● **YOUR GOAL**
Whenever a line contains "grass", include it in the count; reply with the number of such lines in the data and nothing else.

● **STUDY MATERIAL**

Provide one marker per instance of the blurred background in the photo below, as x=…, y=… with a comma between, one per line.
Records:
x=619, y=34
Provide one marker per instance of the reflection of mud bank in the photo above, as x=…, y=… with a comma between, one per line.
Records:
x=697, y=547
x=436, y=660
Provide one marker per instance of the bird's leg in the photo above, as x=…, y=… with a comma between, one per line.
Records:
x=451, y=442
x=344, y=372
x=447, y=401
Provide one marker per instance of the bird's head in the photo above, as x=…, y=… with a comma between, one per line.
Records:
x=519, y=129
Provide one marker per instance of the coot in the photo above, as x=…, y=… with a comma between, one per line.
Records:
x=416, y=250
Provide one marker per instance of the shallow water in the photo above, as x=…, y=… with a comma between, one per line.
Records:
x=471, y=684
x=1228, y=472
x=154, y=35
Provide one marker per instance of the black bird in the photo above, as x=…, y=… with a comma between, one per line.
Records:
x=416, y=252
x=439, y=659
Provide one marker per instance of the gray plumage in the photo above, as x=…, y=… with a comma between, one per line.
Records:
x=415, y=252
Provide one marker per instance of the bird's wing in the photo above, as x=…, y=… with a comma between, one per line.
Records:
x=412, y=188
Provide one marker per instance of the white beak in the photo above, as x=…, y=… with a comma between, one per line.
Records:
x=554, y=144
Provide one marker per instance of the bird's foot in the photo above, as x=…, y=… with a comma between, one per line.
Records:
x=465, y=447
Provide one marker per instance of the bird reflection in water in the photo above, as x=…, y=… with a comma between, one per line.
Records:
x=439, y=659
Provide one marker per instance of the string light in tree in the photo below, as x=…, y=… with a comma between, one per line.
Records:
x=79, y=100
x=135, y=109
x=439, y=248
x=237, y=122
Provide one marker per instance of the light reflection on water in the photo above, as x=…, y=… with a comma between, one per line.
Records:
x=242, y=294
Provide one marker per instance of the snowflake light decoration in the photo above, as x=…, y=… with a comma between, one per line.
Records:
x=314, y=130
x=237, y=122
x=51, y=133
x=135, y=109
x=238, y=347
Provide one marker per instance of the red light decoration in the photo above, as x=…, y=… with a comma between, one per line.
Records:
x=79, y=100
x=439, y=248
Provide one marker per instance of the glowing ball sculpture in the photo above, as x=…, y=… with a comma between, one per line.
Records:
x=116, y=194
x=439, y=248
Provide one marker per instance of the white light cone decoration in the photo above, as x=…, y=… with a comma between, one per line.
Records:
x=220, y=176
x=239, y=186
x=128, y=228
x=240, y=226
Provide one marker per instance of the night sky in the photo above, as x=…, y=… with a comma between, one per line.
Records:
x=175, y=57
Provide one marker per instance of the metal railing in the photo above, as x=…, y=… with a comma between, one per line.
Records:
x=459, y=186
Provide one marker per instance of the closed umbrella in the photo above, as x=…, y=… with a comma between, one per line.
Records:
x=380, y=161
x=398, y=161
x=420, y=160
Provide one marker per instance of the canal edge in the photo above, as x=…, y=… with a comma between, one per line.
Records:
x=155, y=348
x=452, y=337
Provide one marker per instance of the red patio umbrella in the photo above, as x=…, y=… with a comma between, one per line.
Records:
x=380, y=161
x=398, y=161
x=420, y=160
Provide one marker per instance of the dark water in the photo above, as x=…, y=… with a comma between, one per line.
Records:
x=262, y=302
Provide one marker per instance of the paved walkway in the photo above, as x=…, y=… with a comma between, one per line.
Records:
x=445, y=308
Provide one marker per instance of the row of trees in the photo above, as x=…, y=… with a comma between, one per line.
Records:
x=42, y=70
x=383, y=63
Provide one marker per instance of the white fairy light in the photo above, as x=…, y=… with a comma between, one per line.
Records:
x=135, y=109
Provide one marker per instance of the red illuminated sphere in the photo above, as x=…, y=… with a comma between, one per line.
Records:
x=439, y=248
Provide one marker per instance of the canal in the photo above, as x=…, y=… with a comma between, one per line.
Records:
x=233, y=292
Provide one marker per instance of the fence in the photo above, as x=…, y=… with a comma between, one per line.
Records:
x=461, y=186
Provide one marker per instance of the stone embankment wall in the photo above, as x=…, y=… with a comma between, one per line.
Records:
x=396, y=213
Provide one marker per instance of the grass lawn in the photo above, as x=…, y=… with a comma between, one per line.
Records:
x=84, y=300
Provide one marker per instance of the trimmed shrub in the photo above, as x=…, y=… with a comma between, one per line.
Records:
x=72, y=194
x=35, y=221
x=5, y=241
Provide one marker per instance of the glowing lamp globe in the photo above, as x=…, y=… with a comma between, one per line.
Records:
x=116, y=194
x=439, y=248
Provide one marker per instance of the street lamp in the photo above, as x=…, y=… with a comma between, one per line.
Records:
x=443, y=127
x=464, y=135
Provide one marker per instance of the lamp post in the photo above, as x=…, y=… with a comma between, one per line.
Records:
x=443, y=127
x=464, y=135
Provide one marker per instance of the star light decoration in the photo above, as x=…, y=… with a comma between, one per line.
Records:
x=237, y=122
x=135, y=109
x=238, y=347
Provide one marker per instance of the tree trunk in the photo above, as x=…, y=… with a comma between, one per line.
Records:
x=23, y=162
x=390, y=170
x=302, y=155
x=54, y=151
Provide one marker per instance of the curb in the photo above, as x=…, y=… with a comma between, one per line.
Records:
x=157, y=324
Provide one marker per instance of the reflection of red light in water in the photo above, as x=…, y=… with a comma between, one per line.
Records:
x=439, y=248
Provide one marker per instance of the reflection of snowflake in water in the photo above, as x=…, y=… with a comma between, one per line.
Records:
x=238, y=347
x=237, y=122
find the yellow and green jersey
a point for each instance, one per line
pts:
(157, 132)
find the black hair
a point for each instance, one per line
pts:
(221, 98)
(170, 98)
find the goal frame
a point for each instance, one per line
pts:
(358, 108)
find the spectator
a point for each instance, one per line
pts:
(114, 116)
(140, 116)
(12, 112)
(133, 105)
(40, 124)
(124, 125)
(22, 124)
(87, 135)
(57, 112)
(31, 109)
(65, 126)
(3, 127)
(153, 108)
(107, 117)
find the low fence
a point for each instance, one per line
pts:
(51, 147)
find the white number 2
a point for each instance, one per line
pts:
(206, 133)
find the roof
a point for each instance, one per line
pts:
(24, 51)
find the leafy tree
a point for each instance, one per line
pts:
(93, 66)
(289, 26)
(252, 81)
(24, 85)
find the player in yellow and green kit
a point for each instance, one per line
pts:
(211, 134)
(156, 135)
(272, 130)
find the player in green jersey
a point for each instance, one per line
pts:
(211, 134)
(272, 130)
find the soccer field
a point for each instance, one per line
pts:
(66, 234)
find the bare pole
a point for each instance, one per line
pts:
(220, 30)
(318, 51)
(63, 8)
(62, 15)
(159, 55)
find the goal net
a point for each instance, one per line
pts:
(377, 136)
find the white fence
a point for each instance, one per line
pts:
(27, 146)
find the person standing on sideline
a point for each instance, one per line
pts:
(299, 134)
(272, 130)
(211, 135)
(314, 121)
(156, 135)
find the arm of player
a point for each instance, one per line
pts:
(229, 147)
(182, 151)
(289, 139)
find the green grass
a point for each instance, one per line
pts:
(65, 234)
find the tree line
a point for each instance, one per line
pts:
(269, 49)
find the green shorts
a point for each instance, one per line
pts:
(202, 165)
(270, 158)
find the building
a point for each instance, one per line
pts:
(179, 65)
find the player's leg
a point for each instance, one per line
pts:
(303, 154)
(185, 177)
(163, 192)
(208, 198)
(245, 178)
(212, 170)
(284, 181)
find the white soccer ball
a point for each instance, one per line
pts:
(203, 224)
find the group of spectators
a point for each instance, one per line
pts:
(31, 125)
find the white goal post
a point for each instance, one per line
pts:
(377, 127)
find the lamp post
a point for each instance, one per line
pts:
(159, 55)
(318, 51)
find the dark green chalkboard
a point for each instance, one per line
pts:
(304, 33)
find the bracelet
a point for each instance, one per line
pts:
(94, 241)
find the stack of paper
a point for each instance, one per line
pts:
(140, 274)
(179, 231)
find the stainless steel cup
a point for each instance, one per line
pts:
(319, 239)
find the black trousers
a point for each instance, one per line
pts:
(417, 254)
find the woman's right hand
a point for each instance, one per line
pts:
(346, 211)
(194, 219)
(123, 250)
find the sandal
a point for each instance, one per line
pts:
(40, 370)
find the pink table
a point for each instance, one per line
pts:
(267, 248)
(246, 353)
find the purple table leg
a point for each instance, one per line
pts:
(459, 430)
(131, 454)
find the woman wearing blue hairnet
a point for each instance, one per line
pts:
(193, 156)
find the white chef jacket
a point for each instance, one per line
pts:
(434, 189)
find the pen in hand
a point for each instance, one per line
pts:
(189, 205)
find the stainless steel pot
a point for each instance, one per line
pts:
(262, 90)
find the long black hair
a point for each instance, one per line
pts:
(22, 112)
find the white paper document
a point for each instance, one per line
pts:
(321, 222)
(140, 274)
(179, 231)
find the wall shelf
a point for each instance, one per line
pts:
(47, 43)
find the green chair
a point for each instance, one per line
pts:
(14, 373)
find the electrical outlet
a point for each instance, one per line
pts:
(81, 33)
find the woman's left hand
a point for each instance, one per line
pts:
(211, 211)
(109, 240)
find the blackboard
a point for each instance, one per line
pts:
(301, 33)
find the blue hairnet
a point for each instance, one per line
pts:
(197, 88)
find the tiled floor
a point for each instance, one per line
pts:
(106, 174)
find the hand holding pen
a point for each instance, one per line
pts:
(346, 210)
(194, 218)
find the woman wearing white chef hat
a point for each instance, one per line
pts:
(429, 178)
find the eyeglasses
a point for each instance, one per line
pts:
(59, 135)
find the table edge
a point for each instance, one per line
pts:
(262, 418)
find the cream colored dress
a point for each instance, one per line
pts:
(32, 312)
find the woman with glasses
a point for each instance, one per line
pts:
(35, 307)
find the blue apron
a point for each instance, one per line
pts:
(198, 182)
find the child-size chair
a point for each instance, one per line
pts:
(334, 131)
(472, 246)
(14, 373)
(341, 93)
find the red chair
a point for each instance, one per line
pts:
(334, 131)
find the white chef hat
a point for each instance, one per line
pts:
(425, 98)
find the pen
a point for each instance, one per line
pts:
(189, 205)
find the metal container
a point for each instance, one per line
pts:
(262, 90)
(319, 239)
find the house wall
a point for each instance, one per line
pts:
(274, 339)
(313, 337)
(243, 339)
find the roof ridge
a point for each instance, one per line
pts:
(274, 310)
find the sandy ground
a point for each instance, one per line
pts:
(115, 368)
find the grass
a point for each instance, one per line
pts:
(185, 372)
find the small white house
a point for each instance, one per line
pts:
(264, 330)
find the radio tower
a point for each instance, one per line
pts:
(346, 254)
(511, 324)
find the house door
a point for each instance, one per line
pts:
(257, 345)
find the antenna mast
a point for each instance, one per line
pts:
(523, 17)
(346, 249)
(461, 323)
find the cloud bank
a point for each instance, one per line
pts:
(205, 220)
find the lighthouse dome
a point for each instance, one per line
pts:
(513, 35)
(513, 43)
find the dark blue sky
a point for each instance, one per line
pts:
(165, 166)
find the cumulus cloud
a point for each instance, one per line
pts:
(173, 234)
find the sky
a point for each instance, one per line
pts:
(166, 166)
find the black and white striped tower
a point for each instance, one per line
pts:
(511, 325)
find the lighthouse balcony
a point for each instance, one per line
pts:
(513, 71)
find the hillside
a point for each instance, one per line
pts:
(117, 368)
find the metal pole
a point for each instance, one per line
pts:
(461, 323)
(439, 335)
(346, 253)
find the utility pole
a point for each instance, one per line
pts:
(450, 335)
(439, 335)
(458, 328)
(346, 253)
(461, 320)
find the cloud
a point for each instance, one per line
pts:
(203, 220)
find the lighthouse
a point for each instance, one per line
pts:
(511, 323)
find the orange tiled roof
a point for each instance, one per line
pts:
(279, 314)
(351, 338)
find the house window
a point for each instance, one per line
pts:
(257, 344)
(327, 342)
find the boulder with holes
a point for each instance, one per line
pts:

● **SOLUTION**
3